**What this task involves**: Reproduce every entry exactly and leave its pictures out.

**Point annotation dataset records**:
— Begin —

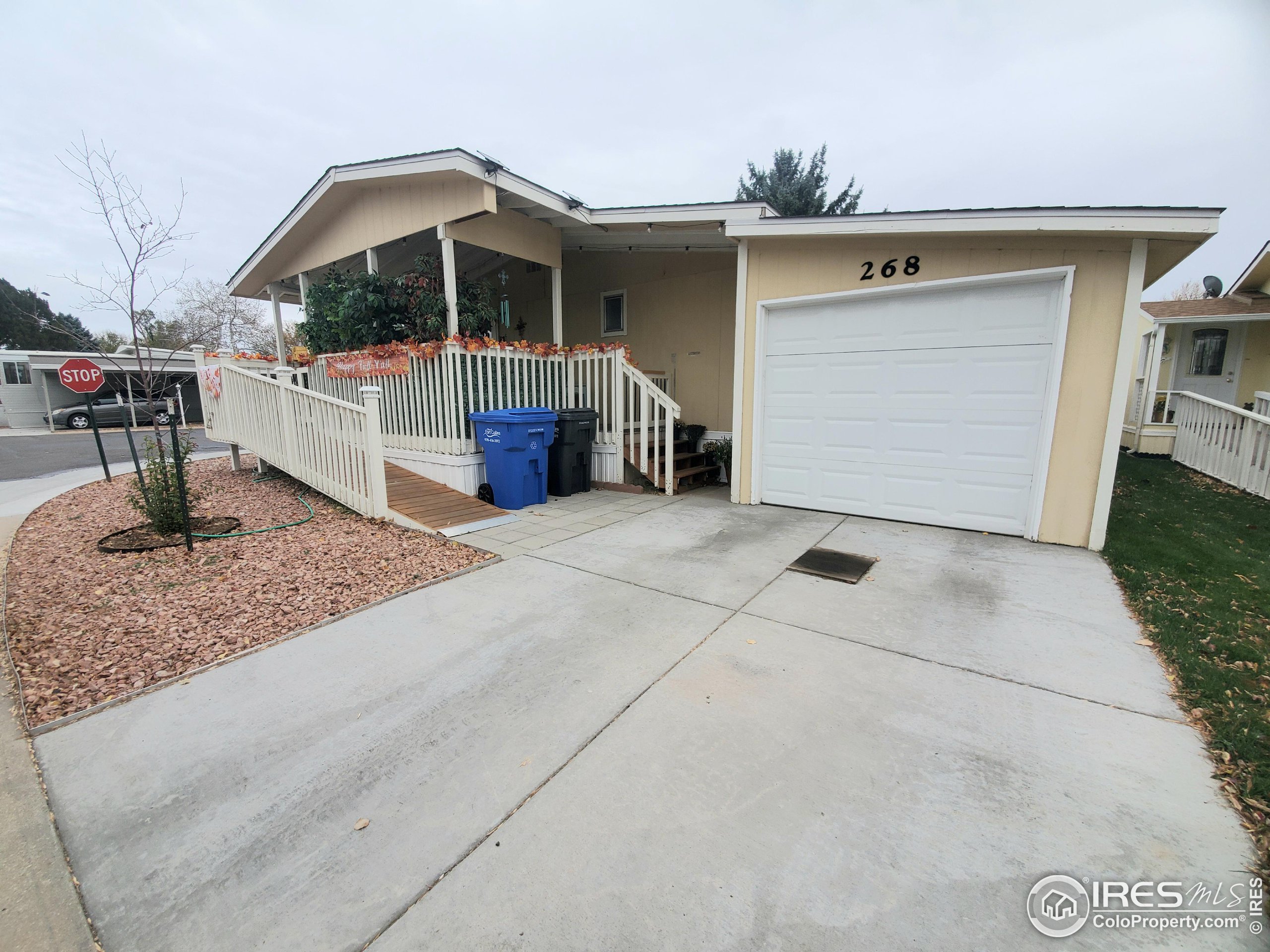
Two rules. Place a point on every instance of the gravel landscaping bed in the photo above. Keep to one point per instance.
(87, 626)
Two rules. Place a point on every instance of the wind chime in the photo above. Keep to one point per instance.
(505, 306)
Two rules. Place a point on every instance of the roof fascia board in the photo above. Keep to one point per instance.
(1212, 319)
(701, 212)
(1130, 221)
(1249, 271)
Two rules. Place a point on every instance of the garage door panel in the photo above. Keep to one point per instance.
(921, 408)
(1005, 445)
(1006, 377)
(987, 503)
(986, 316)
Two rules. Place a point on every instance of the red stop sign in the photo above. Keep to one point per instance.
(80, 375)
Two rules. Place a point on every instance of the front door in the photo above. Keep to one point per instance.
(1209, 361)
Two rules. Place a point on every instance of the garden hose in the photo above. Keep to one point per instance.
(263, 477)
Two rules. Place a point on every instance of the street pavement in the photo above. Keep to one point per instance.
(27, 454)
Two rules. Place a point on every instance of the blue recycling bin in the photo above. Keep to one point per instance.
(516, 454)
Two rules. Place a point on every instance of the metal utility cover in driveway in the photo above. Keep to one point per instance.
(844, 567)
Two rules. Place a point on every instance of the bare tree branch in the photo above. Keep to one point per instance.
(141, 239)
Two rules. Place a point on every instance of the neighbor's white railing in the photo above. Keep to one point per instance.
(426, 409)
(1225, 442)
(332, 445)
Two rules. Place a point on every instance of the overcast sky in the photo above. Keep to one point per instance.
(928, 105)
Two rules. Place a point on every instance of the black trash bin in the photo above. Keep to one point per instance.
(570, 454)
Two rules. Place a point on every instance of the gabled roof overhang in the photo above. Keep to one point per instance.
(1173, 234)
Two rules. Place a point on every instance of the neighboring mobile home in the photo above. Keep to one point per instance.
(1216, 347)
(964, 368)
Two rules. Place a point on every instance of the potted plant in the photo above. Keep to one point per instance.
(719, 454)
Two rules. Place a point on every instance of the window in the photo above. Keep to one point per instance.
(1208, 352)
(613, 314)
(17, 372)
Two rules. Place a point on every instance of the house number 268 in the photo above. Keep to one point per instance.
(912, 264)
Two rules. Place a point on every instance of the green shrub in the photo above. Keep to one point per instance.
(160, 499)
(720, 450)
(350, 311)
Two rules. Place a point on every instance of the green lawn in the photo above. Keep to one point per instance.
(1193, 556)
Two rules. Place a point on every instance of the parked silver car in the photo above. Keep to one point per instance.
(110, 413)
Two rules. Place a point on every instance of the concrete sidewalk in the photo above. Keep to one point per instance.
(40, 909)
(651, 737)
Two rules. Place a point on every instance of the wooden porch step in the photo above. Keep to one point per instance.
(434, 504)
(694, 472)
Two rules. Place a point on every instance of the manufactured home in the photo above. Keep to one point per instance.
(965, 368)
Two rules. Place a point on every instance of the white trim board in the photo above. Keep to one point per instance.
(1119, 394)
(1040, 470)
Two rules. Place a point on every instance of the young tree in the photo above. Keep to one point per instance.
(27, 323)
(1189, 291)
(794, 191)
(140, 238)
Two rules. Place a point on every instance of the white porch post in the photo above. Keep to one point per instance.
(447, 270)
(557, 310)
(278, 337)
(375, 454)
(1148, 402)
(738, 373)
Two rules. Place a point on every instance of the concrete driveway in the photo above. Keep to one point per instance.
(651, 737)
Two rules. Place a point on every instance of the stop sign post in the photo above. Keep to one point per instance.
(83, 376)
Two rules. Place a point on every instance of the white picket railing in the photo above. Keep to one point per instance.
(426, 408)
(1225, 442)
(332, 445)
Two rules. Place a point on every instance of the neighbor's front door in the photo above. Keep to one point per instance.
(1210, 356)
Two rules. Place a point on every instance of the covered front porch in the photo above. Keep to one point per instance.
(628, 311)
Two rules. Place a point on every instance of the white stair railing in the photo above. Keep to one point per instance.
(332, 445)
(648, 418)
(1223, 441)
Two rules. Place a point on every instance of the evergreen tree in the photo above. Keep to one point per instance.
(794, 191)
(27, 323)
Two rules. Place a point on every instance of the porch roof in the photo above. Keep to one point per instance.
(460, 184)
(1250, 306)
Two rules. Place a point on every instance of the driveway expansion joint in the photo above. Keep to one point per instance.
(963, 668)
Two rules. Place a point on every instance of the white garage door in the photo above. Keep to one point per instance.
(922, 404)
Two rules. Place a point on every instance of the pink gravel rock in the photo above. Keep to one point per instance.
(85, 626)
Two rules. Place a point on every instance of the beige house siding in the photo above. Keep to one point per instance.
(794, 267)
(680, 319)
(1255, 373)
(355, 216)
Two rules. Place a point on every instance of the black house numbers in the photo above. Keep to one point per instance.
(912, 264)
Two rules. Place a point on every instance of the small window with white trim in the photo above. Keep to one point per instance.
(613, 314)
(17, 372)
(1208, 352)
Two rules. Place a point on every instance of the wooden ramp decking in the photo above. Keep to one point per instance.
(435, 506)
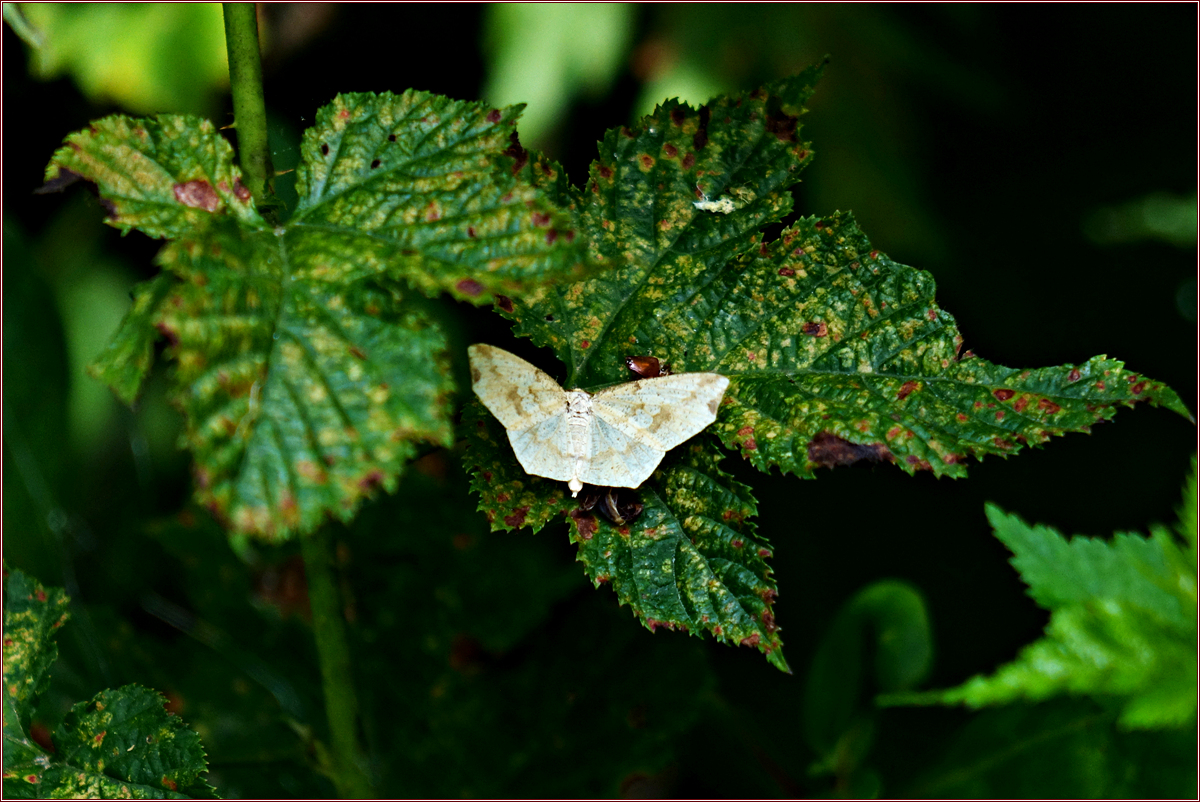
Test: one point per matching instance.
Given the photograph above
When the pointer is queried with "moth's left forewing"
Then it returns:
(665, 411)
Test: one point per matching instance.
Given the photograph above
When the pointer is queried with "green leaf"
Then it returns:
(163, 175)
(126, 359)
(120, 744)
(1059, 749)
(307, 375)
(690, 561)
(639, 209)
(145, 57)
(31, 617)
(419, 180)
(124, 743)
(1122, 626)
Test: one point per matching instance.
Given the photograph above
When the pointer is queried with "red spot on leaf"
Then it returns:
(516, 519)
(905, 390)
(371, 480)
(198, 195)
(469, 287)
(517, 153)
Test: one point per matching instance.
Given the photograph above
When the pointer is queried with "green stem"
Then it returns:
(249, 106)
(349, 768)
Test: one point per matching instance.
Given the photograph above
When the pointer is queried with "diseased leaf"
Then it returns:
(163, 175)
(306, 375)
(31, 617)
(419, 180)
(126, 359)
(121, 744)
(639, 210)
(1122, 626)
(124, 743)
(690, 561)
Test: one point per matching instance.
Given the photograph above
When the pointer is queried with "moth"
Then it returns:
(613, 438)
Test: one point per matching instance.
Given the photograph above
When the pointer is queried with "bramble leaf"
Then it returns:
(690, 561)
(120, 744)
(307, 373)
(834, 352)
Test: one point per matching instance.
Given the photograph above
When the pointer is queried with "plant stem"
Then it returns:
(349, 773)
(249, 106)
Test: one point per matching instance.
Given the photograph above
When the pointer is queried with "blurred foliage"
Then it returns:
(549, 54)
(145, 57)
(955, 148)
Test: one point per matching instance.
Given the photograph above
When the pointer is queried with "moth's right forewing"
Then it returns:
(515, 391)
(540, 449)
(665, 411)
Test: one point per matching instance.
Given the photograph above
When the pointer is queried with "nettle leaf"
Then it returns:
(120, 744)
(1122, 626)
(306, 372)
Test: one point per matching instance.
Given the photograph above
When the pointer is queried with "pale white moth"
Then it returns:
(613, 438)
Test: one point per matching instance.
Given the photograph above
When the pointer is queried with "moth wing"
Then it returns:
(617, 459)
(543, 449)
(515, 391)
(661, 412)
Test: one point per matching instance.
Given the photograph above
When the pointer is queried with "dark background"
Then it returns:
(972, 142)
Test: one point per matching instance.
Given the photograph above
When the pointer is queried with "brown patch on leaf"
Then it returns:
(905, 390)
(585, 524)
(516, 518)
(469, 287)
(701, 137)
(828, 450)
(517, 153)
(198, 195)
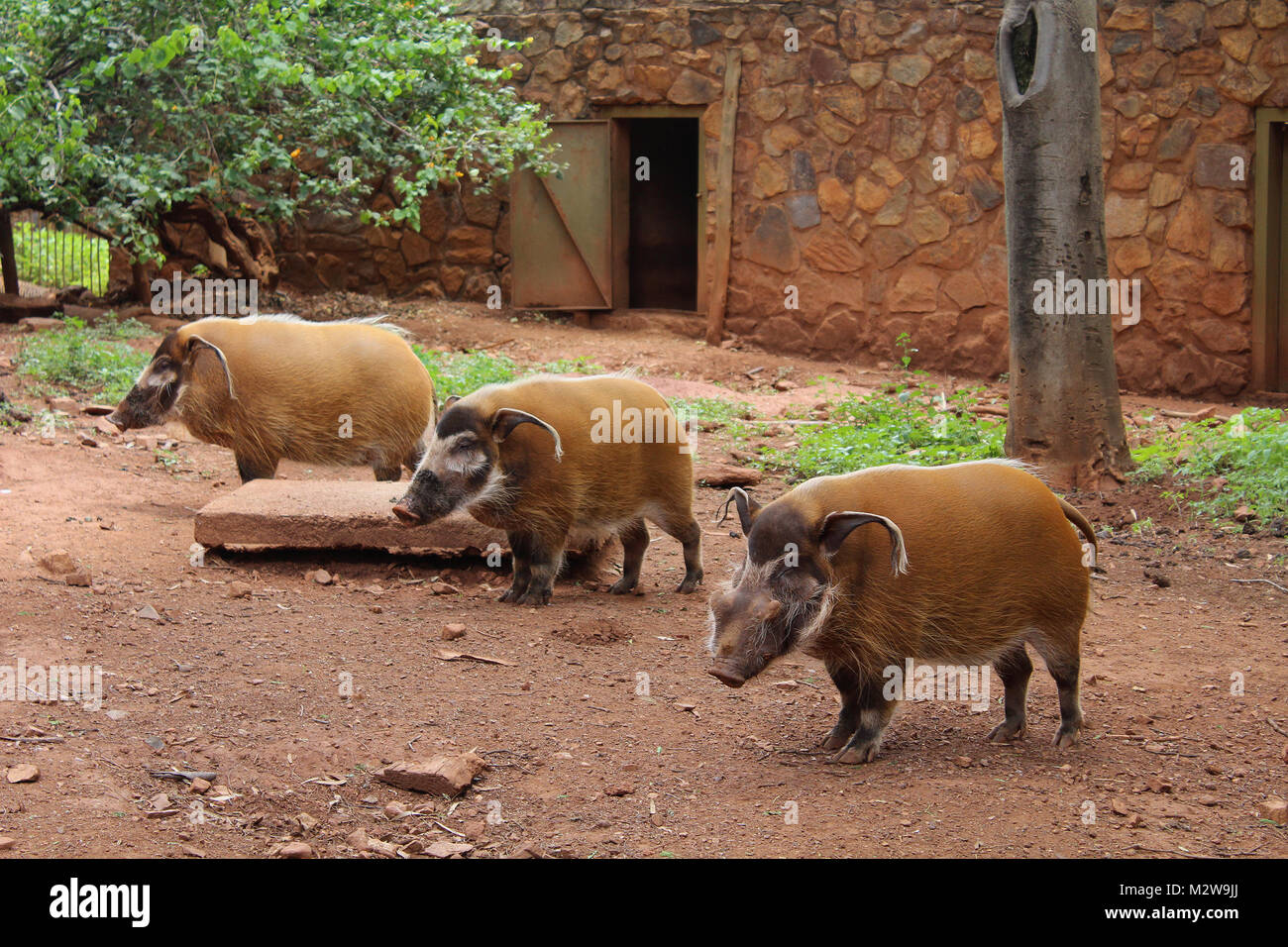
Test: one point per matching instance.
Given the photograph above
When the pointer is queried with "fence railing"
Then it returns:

— End —

**The result**:
Two rules. Place a point on every instance of the gravel landscaping bed in the photo above. Keep to one point per instance.
(87, 626)
Two rules. Place a point on every instance of the wind chime in the photo above. Keep to one point per instance.
(505, 306)
Two rules. Place a point on every instance of the roof fascia board in the photo above. Keep to one point per instance.
(1212, 319)
(701, 212)
(1130, 221)
(1249, 271)
Two rules. Place a point on every instance of the garage door panel in the photo above. Keep to one point per instance.
(921, 408)
(1005, 445)
(1006, 377)
(987, 503)
(986, 316)
Two rules. Place a point on every instance of the red stop sign in the photo above. Keep to one point per instance.
(80, 375)
Two rules. Place a point on every instance of the front door in the photo above. Keep to one point per instance.
(1209, 361)
Two rules. Place a point on every instance of the garden hose in the photo above. Keep to one point per instance.
(263, 477)
Two rules. Place a point on every instance of the street pavement in the photo above. Keep to one point per instance.
(27, 454)
Two rules. Place a point on every instance of the blue recycling bin in the photo above. Keep to one point per instance.
(516, 454)
Two rules. Place a point on every instance of the metal utility cover in driveway in the photo above. Keep to one point per instance.
(844, 567)
Two rules. Place a point on every instance of the bare tree branch in the photo above. Keep to one point per instance.
(141, 239)
Two rules. Place a point on every instance of the neighbor's white railing in the photo above. Keep to one point per instance.
(426, 409)
(1225, 442)
(332, 445)
Two rules. Place a point on every instance of the overcast sky in the photo above. Keep to one point per instance.
(928, 105)
Two rules. Place a point on every instance of the black trash bin in the photo above. Keep to one point per instance.
(570, 454)
Two rules. Place a point on every instance of the gabled roof overhang in the photo above. Keep to one point per instance.
(1173, 234)
Two rules. Place a point on every instance of the neighboring mobile home in the photo above. Keep to one point per instance.
(1216, 347)
(964, 368)
Two rules. Place a point on every instance of the potted plant in the photo above. Keep to one point per instance.
(719, 454)
Two rules. Place a point on every instance of the window in the photo above. Keep to one point per instance.
(1208, 352)
(613, 314)
(17, 372)
Two rules. Place a point on every instance of the house number 268 in the photo above. Keep to one point per instance.
(912, 264)
Two rules. Place a point on every instance of the green shrub in the photo above. Keep to one point per instance.
(160, 499)
(720, 450)
(350, 311)
Two rules. Place a point on every instance of the green lawn in the photo above. Keep to one point per instance.
(1193, 556)
Two rules. Place a point on every instance of the parked silver car in the photo above. Keep to one point per instance.
(110, 413)
Two rules. Place a point on every instance of the concrete sidewalk in the photo above. Keep to one point per instance.
(40, 909)
(651, 737)
Two rules. Place a point on every instance of the wooden porch step in the photo above. Keep to one point per instance.
(434, 504)
(694, 472)
Two rules. Place a point on every instance of the manufactured home in the photo above. Keep to one point per instance.
(965, 368)
Two rules. Place a point on every instance of the white trim board in the photo above. Keep to one point per instance.
(1119, 394)
(1040, 470)
Two rules. Place a point on every instance of the young tree in the photo above. Keep to one point per instance.
(27, 323)
(1189, 291)
(794, 191)
(140, 238)
Two rules. Place a point on every instance of the white porch post in the photo above. Keep to one point per instance.
(447, 270)
(557, 310)
(278, 337)
(375, 454)
(1148, 402)
(738, 373)
Two rules. Place a point on every instance of the concrete driveway in the photo above. Keep to one point per instance.
(651, 737)
Two rules. Place a point on every instance of the stop sign post in the photo above. Keep to one point per instance.
(83, 376)
Two rules. Place a point on every instance of the white picket railing in the photo above. Keep to one point per instance.
(426, 408)
(1225, 442)
(332, 445)
Two rules. Place a point on every instance of the neighbor's front door in the photo above. Keep to one point per instance.
(1210, 356)
Two rules. Place a point on every instance of the covered front porch in the photo above. Keep to one point per instance.
(628, 311)
Two rules. Place a point on every instance of the white stair railing in the photo above. Keep to one point per instance.
(332, 445)
(648, 418)
(1223, 441)
Two rules. Place a point on every instance of the evergreen tree in the photo above. Keep to one point per instance.
(794, 191)
(27, 323)
Two rules. Place a point on every instance of the porch roof in the photo above. Keep to one point per instance.
(460, 184)
(1250, 306)
Two rules. Place a point on every instance of the driveway expansion joint in the photo above. Keep to one point per instance.
(963, 668)
Two rules. Place a point on every instance of the white garage door in the photo above. Keep to one point per instance.
(922, 404)
Two rules. Place a point on every instance of the pink gravel rock in the photo above. Keep to one point per instance.
(85, 626)
Two rules. Place a point on every instance of the beige house siding in the photo above. Keep to one point per instance.
(794, 267)
(680, 319)
(1255, 373)
(355, 216)
Two rules. Place a point on every instance of the black house numbers in the photo above. Keep to one point per instance.
(912, 264)
Two rules. Place a point on every instance of the small window with white trim in the photo above. Keep to one point per instance.
(613, 314)
(17, 372)
(1208, 352)
Two rules. Place a point on every instance of the wooden ramp decking in the photo above. Keep to one point per instance.
(435, 506)
Test: one point per matching instance.
Given the photograph above
When the pointer is queried with "moth's left forewing"
Then it returns:
(665, 411)
Test: one point per matching instance.
Given the photograph above
When the pointer is queried with "green leaf"
Then it returns:
(163, 175)
(126, 359)
(120, 744)
(1059, 749)
(307, 375)
(690, 561)
(639, 209)
(145, 57)
(31, 617)
(419, 180)
(124, 743)
(1122, 626)
Test: one point per matching instance.
Given the photograph above
When the pointer is queried with "red spot on leaf"
Then it returns:
(516, 519)
(905, 390)
(371, 480)
(198, 195)
(469, 287)
(517, 153)
Test: one point per matching instance.
Given the photograph above
When the pointer is queried with "green stem"
Then it returns:
(249, 106)
(349, 768)
Test: one point per matching instance.
Given the photograph above
When the pointer is queried with "diseased leaf"
Then it returns:
(163, 175)
(306, 375)
(31, 617)
(419, 180)
(126, 359)
(121, 744)
(639, 210)
(1122, 626)
(124, 743)
(690, 561)
Test: one point per matching instance.
Given the photograph above
When the pointer is queried with "moth"
Then it returns:
(613, 438)
Test: one point per matching instance.
Given the photograph above
When the pointer is queried with "bramble leaf"
Then it returns:
(690, 561)
(120, 744)
(307, 373)
(834, 352)
Test: one point per matching instance.
Given the photograph above
When the pointer is queried with "plant stem"
Then it returns:
(349, 773)
(249, 106)
Test: one point per matching instance.
Given the photograph above
When the pointer is queried with "blurred foliage"
Then it returns:
(549, 54)
(145, 57)
(955, 148)
Test: one point per matching instance.
Given the photograph above
When the pointer is queried with "moth's right forewing"
Then it returns:
(515, 391)
(540, 449)
(665, 411)
Test: one point per matching instance.
Given the photograph above
When the pointer is queried with "nettle leaf"
Then it returns:
(120, 744)
(1122, 626)
(306, 372)
Test: one point per matching instance.
Given the photograph above
When the pointer is queried with "pale white moth"
Then it returns:
(613, 438)
Test: one point per matching instance.
Given the photograph above
When the pointer is queried with "moth wing"
Then it returns:
(617, 459)
(543, 449)
(515, 391)
(661, 412)
Test: one point per matching instance.
Given the photograph above
When the pointer is queried with "dark background"
Then it returns:
(972, 142)
Test: one point per matching instance.
Given the photograph above
When the pointer is queried with "brown patch on leaf"
Then it returns:
(905, 390)
(585, 524)
(516, 518)
(469, 287)
(701, 137)
(828, 450)
(517, 153)
(198, 195)
Test: one point per matching instance.
Given the photograph above
When the pointer is queried with "fence railing"
Then it returns:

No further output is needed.